[Start Exercise material]
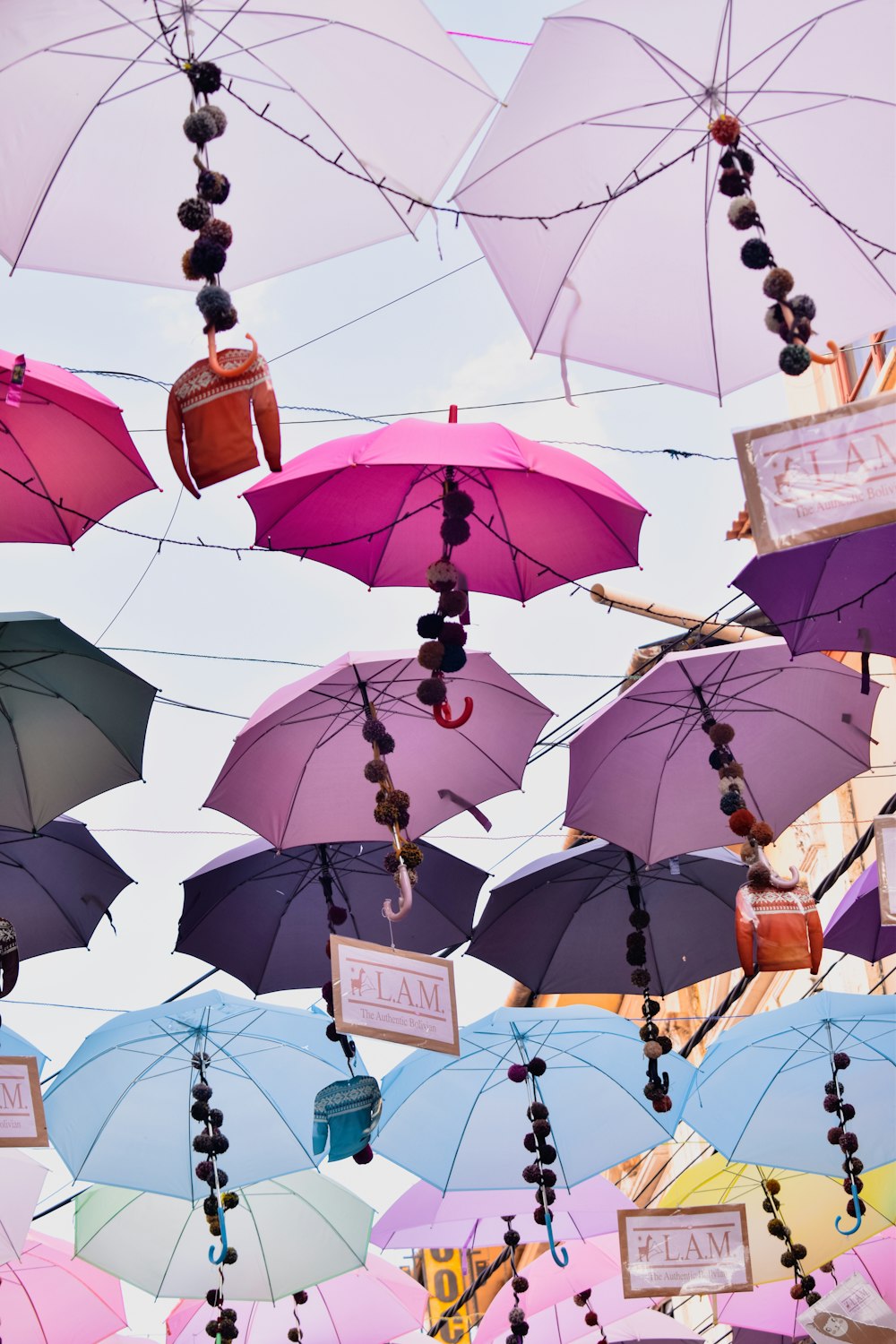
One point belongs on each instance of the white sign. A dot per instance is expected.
(667, 1252)
(821, 475)
(394, 995)
(22, 1120)
(853, 1312)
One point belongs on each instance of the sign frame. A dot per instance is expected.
(40, 1137)
(689, 1214)
(379, 956)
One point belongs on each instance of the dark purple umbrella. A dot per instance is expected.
(560, 924)
(56, 886)
(855, 925)
(263, 916)
(837, 594)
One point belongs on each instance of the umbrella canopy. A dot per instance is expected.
(289, 1233)
(476, 1117)
(603, 140)
(855, 925)
(268, 1064)
(261, 916)
(50, 1296)
(567, 515)
(56, 884)
(549, 1311)
(73, 719)
(370, 1305)
(560, 924)
(295, 773)
(777, 1064)
(804, 728)
(836, 594)
(424, 1217)
(386, 91)
(774, 1311)
(810, 1204)
(69, 445)
(22, 1180)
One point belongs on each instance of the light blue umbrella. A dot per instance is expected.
(758, 1096)
(118, 1113)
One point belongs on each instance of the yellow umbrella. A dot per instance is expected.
(809, 1206)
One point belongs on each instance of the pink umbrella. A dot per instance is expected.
(295, 773)
(641, 771)
(366, 1306)
(774, 1311)
(48, 1296)
(565, 515)
(66, 459)
(425, 1217)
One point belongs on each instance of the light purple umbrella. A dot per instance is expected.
(425, 1217)
(630, 261)
(855, 925)
(640, 773)
(296, 771)
(836, 594)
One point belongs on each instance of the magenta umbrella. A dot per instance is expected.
(66, 459)
(425, 1217)
(640, 773)
(367, 1306)
(296, 771)
(370, 504)
(48, 1296)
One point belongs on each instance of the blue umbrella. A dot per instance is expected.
(118, 1113)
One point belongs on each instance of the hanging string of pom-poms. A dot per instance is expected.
(443, 652)
(788, 317)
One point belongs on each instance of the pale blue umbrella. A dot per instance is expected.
(118, 1113)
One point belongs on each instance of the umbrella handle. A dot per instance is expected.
(443, 714)
(560, 1257)
(850, 1231)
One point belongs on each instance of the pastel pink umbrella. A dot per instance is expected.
(367, 1306)
(425, 1217)
(371, 504)
(48, 1296)
(774, 1311)
(66, 459)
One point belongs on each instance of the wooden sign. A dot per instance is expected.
(22, 1120)
(394, 995)
(821, 475)
(667, 1252)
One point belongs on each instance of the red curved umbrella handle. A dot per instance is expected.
(443, 714)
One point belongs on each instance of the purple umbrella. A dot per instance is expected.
(638, 771)
(560, 924)
(56, 886)
(425, 1217)
(855, 925)
(296, 771)
(263, 916)
(836, 594)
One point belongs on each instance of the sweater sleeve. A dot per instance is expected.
(175, 435)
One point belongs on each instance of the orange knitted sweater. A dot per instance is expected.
(215, 416)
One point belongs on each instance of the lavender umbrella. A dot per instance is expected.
(263, 916)
(834, 594)
(560, 924)
(855, 925)
(804, 728)
(56, 884)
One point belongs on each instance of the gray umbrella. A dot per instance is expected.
(263, 916)
(560, 924)
(56, 886)
(72, 720)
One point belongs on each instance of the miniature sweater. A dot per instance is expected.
(783, 926)
(215, 416)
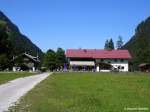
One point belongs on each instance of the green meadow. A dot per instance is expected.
(88, 92)
(7, 76)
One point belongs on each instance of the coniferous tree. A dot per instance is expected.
(106, 47)
(111, 44)
(119, 43)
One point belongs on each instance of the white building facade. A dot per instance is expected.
(98, 60)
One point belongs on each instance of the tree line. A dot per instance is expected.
(54, 60)
(109, 44)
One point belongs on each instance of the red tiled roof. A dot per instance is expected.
(98, 54)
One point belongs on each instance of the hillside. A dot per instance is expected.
(12, 42)
(139, 44)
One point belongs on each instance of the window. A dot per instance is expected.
(122, 60)
(122, 67)
(115, 60)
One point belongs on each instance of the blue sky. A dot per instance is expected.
(76, 23)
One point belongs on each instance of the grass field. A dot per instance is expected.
(5, 77)
(88, 92)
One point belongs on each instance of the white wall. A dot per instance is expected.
(80, 63)
(125, 65)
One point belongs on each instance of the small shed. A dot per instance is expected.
(144, 67)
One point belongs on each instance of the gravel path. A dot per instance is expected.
(13, 90)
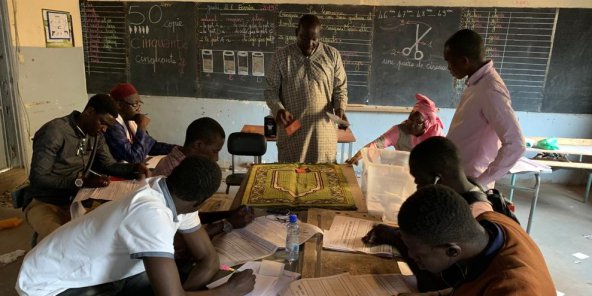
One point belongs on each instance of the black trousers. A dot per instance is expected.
(138, 284)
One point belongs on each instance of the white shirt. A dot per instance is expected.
(485, 129)
(107, 244)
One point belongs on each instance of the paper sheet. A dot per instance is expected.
(346, 235)
(259, 239)
(115, 190)
(264, 285)
(218, 202)
(345, 285)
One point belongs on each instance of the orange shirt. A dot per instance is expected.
(517, 269)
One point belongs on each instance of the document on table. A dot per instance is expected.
(265, 285)
(115, 190)
(346, 235)
(218, 202)
(259, 239)
(346, 284)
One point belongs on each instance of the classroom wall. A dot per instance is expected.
(51, 84)
(50, 81)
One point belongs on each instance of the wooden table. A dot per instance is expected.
(343, 137)
(317, 262)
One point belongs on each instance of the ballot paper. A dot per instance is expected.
(346, 235)
(259, 239)
(346, 285)
(265, 285)
(115, 190)
(218, 202)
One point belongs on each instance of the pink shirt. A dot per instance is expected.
(485, 128)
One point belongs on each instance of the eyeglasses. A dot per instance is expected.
(134, 105)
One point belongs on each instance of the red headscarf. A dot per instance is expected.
(122, 91)
(427, 108)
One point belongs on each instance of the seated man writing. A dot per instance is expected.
(67, 152)
(125, 247)
(128, 138)
(434, 160)
(205, 137)
(490, 255)
(423, 123)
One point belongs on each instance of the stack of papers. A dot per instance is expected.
(354, 285)
(270, 278)
(346, 235)
(258, 240)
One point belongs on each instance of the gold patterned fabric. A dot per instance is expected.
(298, 185)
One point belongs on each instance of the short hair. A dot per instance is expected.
(103, 104)
(205, 129)
(436, 154)
(195, 179)
(308, 21)
(467, 43)
(436, 214)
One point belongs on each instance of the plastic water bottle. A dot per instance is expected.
(292, 239)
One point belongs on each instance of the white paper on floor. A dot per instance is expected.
(580, 256)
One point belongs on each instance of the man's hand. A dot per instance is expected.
(241, 217)
(93, 181)
(284, 117)
(380, 234)
(240, 283)
(141, 171)
(355, 158)
(141, 120)
(341, 113)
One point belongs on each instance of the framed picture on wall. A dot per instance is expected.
(58, 28)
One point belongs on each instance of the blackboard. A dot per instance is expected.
(223, 50)
(235, 44)
(347, 28)
(162, 48)
(407, 55)
(105, 44)
(569, 82)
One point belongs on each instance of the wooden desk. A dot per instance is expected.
(571, 146)
(320, 263)
(348, 172)
(343, 137)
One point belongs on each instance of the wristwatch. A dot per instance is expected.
(227, 226)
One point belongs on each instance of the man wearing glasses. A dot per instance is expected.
(128, 139)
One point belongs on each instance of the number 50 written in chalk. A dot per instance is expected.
(154, 15)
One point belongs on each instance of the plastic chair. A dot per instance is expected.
(244, 144)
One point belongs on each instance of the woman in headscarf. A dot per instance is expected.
(421, 124)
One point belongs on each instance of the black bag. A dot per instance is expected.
(19, 198)
(500, 204)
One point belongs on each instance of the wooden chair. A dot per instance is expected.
(244, 144)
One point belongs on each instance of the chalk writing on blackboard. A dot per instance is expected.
(348, 29)
(104, 43)
(519, 42)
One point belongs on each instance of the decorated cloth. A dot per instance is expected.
(308, 88)
(298, 185)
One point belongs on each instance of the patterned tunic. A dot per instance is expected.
(307, 87)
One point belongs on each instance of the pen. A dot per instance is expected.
(226, 268)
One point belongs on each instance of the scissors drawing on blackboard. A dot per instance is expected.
(418, 54)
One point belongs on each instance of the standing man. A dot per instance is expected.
(128, 138)
(307, 79)
(484, 126)
(67, 152)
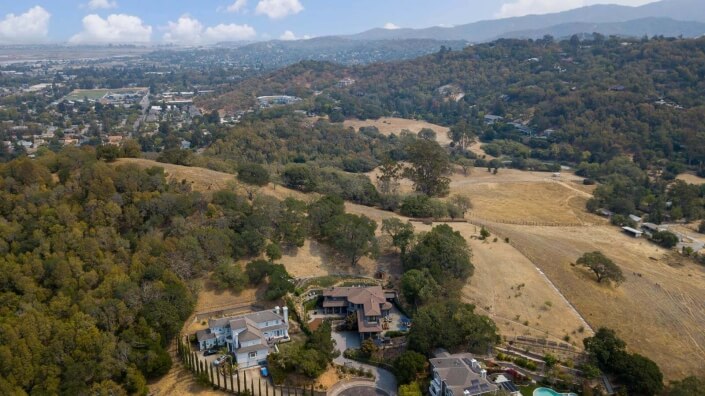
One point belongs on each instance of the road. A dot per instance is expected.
(145, 107)
(384, 380)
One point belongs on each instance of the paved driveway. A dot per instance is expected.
(384, 380)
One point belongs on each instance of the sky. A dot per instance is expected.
(200, 22)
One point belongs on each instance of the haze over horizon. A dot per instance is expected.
(211, 21)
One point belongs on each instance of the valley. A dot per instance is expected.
(658, 299)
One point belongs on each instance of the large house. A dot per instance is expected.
(459, 375)
(370, 304)
(248, 337)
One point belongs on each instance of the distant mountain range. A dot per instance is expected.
(660, 18)
(278, 53)
(669, 18)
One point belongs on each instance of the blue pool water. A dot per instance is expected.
(550, 392)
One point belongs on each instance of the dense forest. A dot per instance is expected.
(98, 264)
(626, 113)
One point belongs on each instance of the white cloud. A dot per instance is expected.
(229, 32)
(101, 4)
(188, 30)
(116, 28)
(237, 6)
(30, 27)
(525, 7)
(277, 9)
(290, 36)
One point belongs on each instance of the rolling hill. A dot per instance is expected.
(590, 17)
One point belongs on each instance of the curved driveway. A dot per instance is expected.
(384, 380)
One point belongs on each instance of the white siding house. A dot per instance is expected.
(248, 337)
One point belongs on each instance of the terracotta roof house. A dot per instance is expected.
(370, 304)
(248, 337)
(459, 375)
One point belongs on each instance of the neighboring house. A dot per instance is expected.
(370, 304)
(346, 82)
(507, 386)
(633, 232)
(248, 337)
(459, 375)
(650, 229)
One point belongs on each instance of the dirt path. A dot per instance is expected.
(658, 311)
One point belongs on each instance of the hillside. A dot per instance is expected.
(682, 10)
(278, 53)
(646, 27)
(603, 97)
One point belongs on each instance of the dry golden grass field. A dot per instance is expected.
(691, 178)
(390, 125)
(658, 311)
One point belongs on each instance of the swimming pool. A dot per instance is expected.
(550, 392)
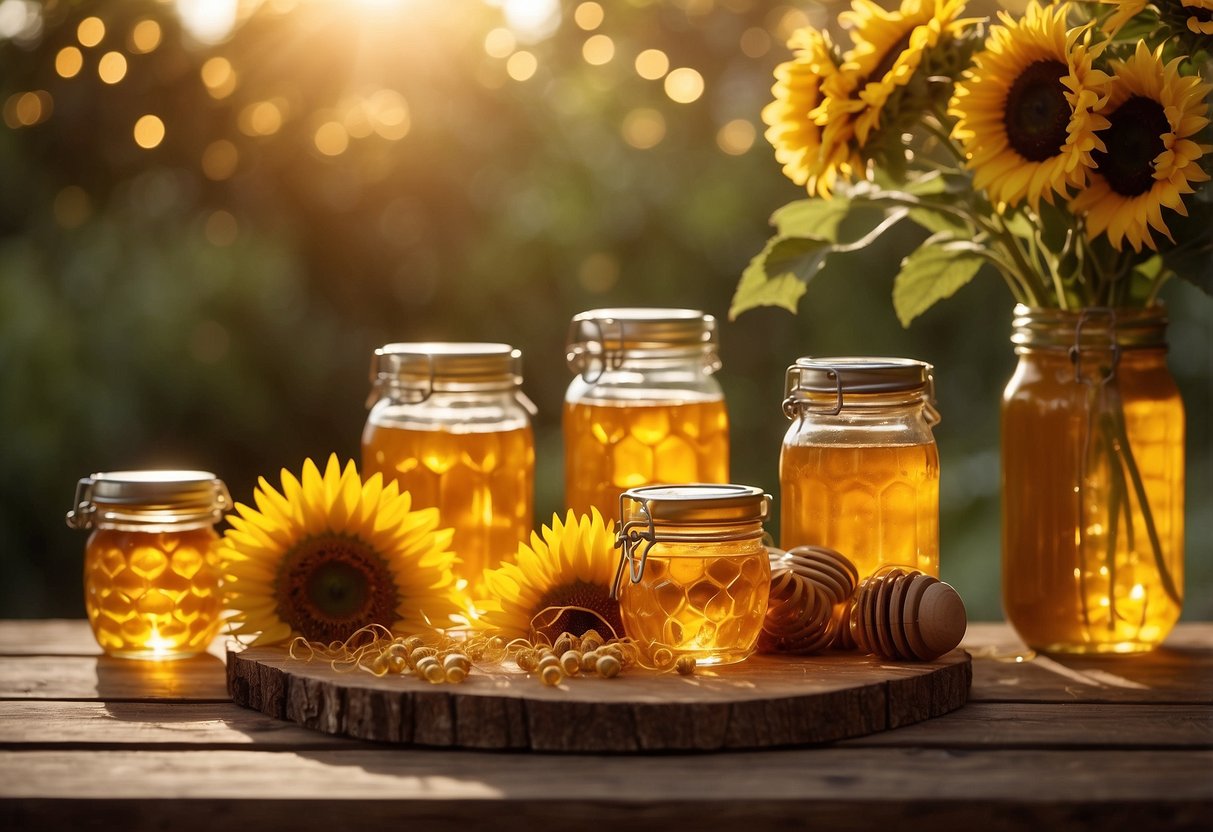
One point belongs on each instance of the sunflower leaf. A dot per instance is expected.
(770, 278)
(812, 218)
(934, 271)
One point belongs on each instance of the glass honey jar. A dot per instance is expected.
(698, 571)
(859, 467)
(1092, 482)
(644, 406)
(151, 571)
(450, 425)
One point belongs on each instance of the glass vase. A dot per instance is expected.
(1092, 482)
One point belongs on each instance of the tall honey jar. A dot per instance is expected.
(859, 467)
(644, 408)
(151, 568)
(450, 425)
(694, 574)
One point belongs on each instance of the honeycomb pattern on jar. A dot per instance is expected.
(875, 503)
(710, 608)
(153, 594)
(610, 448)
(482, 484)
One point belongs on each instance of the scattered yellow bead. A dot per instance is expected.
(608, 666)
(570, 662)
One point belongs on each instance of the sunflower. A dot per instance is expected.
(791, 129)
(331, 554)
(558, 583)
(888, 47)
(1150, 160)
(1026, 109)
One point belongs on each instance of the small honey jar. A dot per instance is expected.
(859, 467)
(152, 571)
(644, 406)
(699, 574)
(450, 425)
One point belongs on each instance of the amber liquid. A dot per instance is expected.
(610, 448)
(1078, 575)
(873, 503)
(479, 482)
(153, 596)
(711, 608)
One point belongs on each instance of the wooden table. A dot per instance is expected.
(94, 742)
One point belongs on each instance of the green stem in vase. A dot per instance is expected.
(1125, 451)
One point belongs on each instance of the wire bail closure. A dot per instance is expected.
(1085, 315)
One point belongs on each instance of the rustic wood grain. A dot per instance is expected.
(220, 725)
(844, 787)
(767, 701)
(102, 677)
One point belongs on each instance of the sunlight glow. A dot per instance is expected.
(208, 21)
(68, 62)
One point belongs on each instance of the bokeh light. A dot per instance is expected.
(112, 67)
(68, 62)
(684, 85)
(522, 66)
(651, 64)
(331, 138)
(598, 50)
(644, 127)
(148, 131)
(144, 36)
(90, 32)
(218, 77)
(588, 16)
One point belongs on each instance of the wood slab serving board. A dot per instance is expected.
(767, 701)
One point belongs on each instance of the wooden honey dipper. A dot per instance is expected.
(810, 590)
(903, 614)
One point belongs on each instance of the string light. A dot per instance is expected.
(148, 131)
(684, 85)
(68, 62)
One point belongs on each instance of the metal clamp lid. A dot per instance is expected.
(414, 370)
(599, 340)
(149, 496)
(660, 511)
(840, 377)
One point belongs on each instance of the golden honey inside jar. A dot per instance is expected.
(152, 574)
(450, 425)
(694, 575)
(859, 466)
(644, 408)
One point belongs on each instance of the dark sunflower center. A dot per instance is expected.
(1133, 142)
(330, 586)
(590, 607)
(889, 57)
(1037, 113)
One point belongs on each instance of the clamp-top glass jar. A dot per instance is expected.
(644, 408)
(859, 467)
(451, 426)
(151, 568)
(699, 574)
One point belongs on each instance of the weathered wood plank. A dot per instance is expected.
(214, 725)
(991, 725)
(768, 701)
(102, 677)
(155, 725)
(1092, 790)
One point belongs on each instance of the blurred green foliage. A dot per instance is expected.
(153, 313)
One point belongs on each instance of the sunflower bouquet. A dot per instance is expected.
(1063, 147)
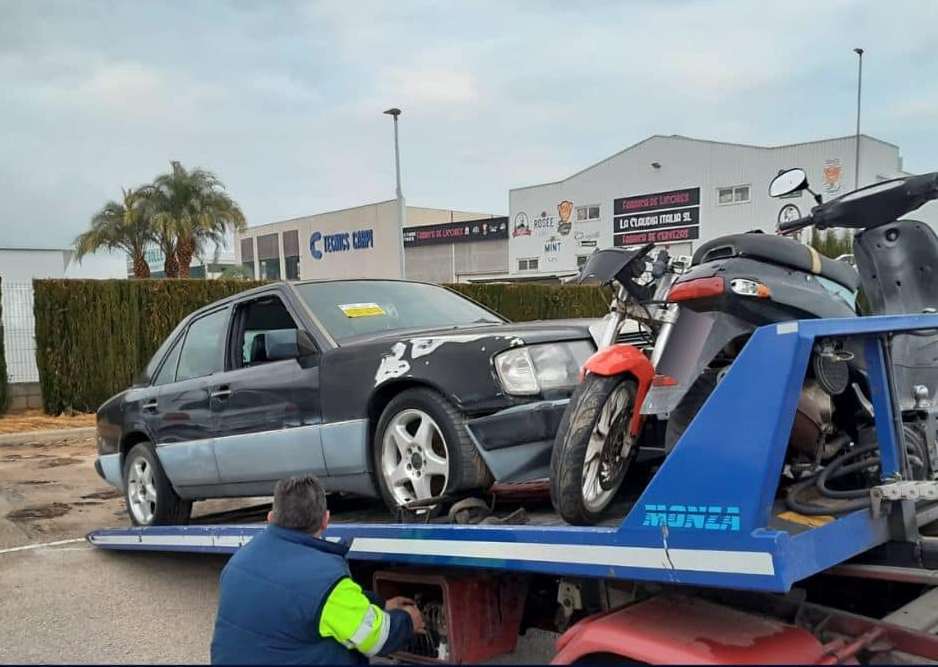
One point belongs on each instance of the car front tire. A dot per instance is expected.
(151, 499)
(422, 449)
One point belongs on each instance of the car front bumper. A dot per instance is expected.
(516, 442)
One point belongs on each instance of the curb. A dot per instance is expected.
(32, 436)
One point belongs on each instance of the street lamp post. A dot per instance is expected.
(856, 161)
(401, 207)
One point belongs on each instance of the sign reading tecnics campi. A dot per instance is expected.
(359, 239)
(486, 229)
(698, 517)
(658, 217)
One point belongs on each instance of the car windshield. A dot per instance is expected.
(361, 307)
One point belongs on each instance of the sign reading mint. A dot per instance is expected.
(486, 229)
(659, 217)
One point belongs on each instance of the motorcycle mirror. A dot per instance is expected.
(787, 182)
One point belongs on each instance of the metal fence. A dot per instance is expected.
(19, 331)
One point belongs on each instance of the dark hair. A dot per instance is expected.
(299, 503)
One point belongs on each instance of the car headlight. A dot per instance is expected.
(532, 369)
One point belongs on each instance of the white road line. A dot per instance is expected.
(30, 547)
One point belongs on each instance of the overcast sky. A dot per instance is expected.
(283, 100)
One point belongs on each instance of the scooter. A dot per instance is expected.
(735, 284)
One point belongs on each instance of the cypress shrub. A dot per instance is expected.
(94, 336)
(521, 302)
(4, 396)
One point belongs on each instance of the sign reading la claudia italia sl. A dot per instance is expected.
(658, 217)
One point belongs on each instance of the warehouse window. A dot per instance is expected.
(247, 255)
(291, 254)
(587, 213)
(268, 255)
(737, 194)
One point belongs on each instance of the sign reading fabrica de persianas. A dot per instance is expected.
(659, 217)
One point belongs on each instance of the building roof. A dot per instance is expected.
(352, 208)
(706, 141)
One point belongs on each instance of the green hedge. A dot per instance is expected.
(94, 336)
(4, 397)
(521, 303)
[End Exercise material]
▸ The task
Update everything from the line containing "One point belongs on each instance of the scattered" down to the line containing "(1085, 315)" by changing "honey jar" to "jam jar", and give those lines again with nothing else altered.

▸ Answer to the exercise
One point belongs on each instance of the scattered yellow bead. A dot per instance is expected.
(608, 666)
(570, 662)
One point belongs on each instance of the sunflower. A dot per instance is expected.
(791, 129)
(331, 554)
(558, 583)
(888, 47)
(1150, 160)
(1026, 109)
One point belongs on each instance of the small jam jar. A dot per instance is expected.
(859, 467)
(152, 571)
(644, 406)
(699, 574)
(450, 425)
One point belongs on each instance of the amber liquid. A dot per instance is expected.
(610, 448)
(1078, 575)
(873, 503)
(479, 482)
(153, 596)
(711, 608)
One point belongs on each instance of the wooden table. A dot per instance is expected.
(94, 742)
One point belongs on each instance of the green stem in vase. A dot per instance is expected.
(1125, 451)
One point belongs on each instance of the wire bail closure. A dot per instance is expected.
(1085, 315)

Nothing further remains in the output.